• WHAT TO DO: Set down each record that follows exactly. Drop the images.

• PROVIDED MATERIAL:
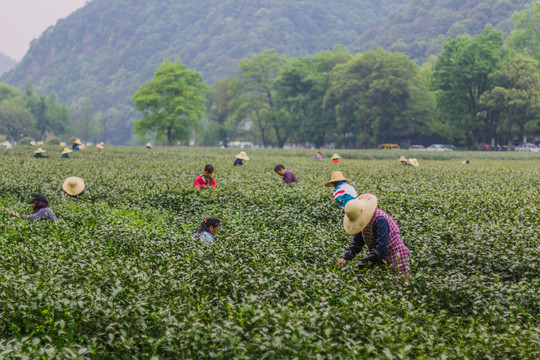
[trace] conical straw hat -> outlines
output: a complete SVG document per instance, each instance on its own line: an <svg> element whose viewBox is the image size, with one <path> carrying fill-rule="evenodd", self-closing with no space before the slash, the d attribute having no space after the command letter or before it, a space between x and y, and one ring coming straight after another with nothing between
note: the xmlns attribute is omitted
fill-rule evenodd
<svg viewBox="0 0 540 360"><path fill-rule="evenodd" d="M62 155L64 155L64 154L69 154L69 153L71 153L71 152L73 152L73 150L70 150L70 149L68 149L67 147L65 147L65 148L64 148L64 151L62 151Z"/></svg>
<svg viewBox="0 0 540 360"><path fill-rule="evenodd" d="M373 194L363 194L345 205L343 228L347 234L358 234L369 224L377 209L377 197Z"/></svg>
<svg viewBox="0 0 540 360"><path fill-rule="evenodd" d="M146 147L147 147L147 148L151 148L151 147L152 147L152 144L151 144L151 143L147 143L147 144L146 144Z"/></svg>
<svg viewBox="0 0 540 360"><path fill-rule="evenodd" d="M407 161L407 159L405 159L405 156L402 156L399 158L399 161Z"/></svg>
<svg viewBox="0 0 540 360"><path fill-rule="evenodd" d="M77 145L82 145L81 139L75 139L73 143Z"/></svg>
<svg viewBox="0 0 540 360"><path fill-rule="evenodd" d="M103 145L97 144L97 145L96 145L96 148L97 148L98 150L103 150Z"/></svg>
<svg viewBox="0 0 540 360"><path fill-rule="evenodd" d="M236 158L241 160L249 160L249 156L247 156L245 151L242 151L240 154L236 155Z"/></svg>
<svg viewBox="0 0 540 360"><path fill-rule="evenodd" d="M67 144L66 144L65 142L62 141L62 142L61 142L60 144L58 144L58 145L60 145L60 147L64 147L64 146L66 146Z"/></svg>
<svg viewBox="0 0 540 360"><path fill-rule="evenodd" d="M351 180L346 179L345 176L343 176L343 174L341 173L341 171L334 171L332 173L332 176L330 176L330 181L326 182L326 184L324 184L324 186L332 187L332 183L336 182L336 181L346 181L349 184L351 183Z"/></svg>
<svg viewBox="0 0 540 360"><path fill-rule="evenodd" d="M341 159L341 156L339 156L337 153L332 155L332 160L335 160L335 159Z"/></svg>
<svg viewBox="0 0 540 360"><path fill-rule="evenodd" d="M67 178L64 181L64 184L62 185L62 189L68 194L68 195L79 195L84 191L85 185L83 179L80 177L72 176Z"/></svg>
<svg viewBox="0 0 540 360"><path fill-rule="evenodd" d="M36 154L40 154L40 153L44 153L44 152L45 152L45 150L43 150L42 148L39 148L36 151L34 151L34 153L36 153Z"/></svg>
<svg viewBox="0 0 540 360"><path fill-rule="evenodd" d="M414 167L418 167L418 160L416 159L409 159L409 164L411 164Z"/></svg>
<svg viewBox="0 0 540 360"><path fill-rule="evenodd" d="M30 145L36 146L36 142L34 140L30 141Z"/></svg>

• TASK RESULT:
[trace] conical straw hat -> outlines
output: a complete SVG document per instance, each instance on its own line: an <svg> element whose viewBox is the image size, with one <path> carrying fill-rule="evenodd", self-closing with no space before the slash, the d attribute having no space after the command letter or before it, a space between x and y, and one ring coming straight after another with nothing between
note: the xmlns attribute is omitted
fill-rule evenodd
<svg viewBox="0 0 540 360"><path fill-rule="evenodd" d="M62 155L64 155L64 154L69 154L69 153L71 153L71 152L73 152L73 150L70 150L70 149L68 149L67 147L65 147L65 148L64 148L64 151L62 151Z"/></svg>
<svg viewBox="0 0 540 360"><path fill-rule="evenodd" d="M373 194L363 194L345 205L343 228L347 234L358 234L369 224L377 209L377 197Z"/></svg>
<svg viewBox="0 0 540 360"><path fill-rule="evenodd" d="M146 147L147 147L147 148L151 148L151 147L152 147L152 144L151 144L151 143L147 143L147 144L146 144Z"/></svg>
<svg viewBox="0 0 540 360"><path fill-rule="evenodd" d="M407 161L407 159L405 159L405 156L402 156L399 158L399 161Z"/></svg>
<svg viewBox="0 0 540 360"><path fill-rule="evenodd" d="M77 145L82 145L81 139L75 139L73 143Z"/></svg>
<svg viewBox="0 0 540 360"><path fill-rule="evenodd" d="M103 145L97 144L97 145L96 145L96 148L97 148L98 150L103 150Z"/></svg>
<svg viewBox="0 0 540 360"><path fill-rule="evenodd" d="M236 158L241 160L249 160L249 156L247 156L245 151L242 151L240 154L236 155Z"/></svg>
<svg viewBox="0 0 540 360"><path fill-rule="evenodd" d="M67 144L66 144L65 142L62 141L62 142L61 142L60 144L58 144L58 145L60 145L60 147L64 147L64 146L66 146Z"/></svg>
<svg viewBox="0 0 540 360"><path fill-rule="evenodd" d="M351 180L346 179L345 176L343 176L343 174L341 173L341 171L334 171L332 173L332 176L330 176L330 181L326 182L326 184L324 184L324 186L332 187L332 183L336 182L336 181L346 181L349 184L351 183Z"/></svg>
<svg viewBox="0 0 540 360"><path fill-rule="evenodd" d="M341 159L341 156L339 156L337 153L332 155L332 160L335 160L335 159Z"/></svg>
<svg viewBox="0 0 540 360"><path fill-rule="evenodd" d="M67 178L64 181L64 184L62 185L62 189L68 194L68 195L79 195L84 191L85 185L83 179L80 177L72 176Z"/></svg>
<svg viewBox="0 0 540 360"><path fill-rule="evenodd" d="M36 154L40 154L40 153L44 153L44 152L45 152L45 150L43 150L42 148L39 148L36 151L34 151L34 153L36 153Z"/></svg>
<svg viewBox="0 0 540 360"><path fill-rule="evenodd" d="M414 167L418 167L418 160L416 159L409 159L409 164L411 164Z"/></svg>
<svg viewBox="0 0 540 360"><path fill-rule="evenodd" d="M30 145L36 146L36 142L34 140L30 141Z"/></svg>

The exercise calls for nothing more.